>>>>

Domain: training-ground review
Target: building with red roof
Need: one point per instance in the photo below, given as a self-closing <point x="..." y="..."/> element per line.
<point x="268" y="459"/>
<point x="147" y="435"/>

<<<<

■ **THE TASK**:
Rescale the records by writing out every one of their lines again. Multiply each x and y coordinate by 0.35 and round it to a whole number, with halves rounding up. Leave everything else unchanged.

■ **EXERCISE SOLUTION**:
Domain: training-ground review
Target: building with red roof
Need: one point per instance in the photo below, given as a self-closing <point x="..." y="..."/> element per line.
<point x="94" y="161"/>
<point x="51" y="152"/>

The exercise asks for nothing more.